Estratto della pagina:

C’è una disaffezione marcata del voto
popolare. L’identificazione degli elettori nell’uno o l’altro dei due grandi partiti,
il Democratico e il Repubblicano. A un sondaggio Gallup il 43 per ento degli
elettori si è definito “uncommitted”, indipendente. Erano il 18 per cento nel
1950, e il 30 per cento nel 2000. Si è quasi dimezzato il voto dichiaratamente
democratico: al 27 per cento, dal 45 per cento del 1950 (il 33 per cento nel
2000). L’identificazione col partito Repubblicano è scesa dal 31 al 27 per cento
(era al 28 per cento nel 2000).

Righe:
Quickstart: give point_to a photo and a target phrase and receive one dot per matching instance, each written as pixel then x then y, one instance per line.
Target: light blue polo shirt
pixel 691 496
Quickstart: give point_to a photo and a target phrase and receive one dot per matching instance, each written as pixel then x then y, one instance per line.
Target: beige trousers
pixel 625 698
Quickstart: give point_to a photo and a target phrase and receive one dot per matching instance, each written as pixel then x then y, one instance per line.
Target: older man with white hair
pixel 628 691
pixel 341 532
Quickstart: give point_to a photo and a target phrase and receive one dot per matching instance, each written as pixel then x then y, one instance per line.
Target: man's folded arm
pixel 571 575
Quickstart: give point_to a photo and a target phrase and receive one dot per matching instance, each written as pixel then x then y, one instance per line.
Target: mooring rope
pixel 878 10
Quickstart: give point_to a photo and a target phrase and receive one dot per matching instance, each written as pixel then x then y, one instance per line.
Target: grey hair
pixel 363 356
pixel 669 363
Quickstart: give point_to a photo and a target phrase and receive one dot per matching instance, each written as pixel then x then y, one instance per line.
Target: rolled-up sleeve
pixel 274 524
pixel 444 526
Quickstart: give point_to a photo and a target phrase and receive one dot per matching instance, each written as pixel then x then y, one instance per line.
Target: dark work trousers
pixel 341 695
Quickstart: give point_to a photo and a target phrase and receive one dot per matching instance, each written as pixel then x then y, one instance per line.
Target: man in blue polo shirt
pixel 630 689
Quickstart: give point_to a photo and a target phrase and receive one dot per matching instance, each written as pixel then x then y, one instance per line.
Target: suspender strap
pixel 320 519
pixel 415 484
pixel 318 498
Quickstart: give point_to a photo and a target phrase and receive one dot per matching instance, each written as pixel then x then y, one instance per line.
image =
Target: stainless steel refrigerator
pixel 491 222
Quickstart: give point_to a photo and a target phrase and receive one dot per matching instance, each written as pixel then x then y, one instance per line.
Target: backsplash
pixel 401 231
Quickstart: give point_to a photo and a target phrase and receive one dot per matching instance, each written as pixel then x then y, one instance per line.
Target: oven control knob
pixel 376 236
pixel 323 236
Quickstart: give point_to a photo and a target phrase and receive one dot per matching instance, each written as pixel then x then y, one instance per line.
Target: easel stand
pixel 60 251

Cosa fare:
Copia dall'estratto sul calo di adesione ai due grandi partiti il passo che comincia con "C’è una disaffezione" e prosegue fino a "cento nel 2000).".

Risultato:
C’è una disaffezione marcata del voto
popolare. L’identificazione degli elettori nell’uno o l’altro dei due grandi partiti,
il Democratico e il Repubblicano. A un sondaggio Gallup il 43 per ento degli
elettori si è definito “uncommitted”, indipendente. Erano il 18 per cento nel
1950, e il 30 per cento nel 2000. Si è quasi dimezzato il voto dichiaratamente
democratico: al 27 per cento, dal 45 per cento del 1950 (il 33 per cento nel
2000). L’identificazione col partito Repubblicano è scesa dal 31 al 27 per cento
(era al 28 per cento nel 2000).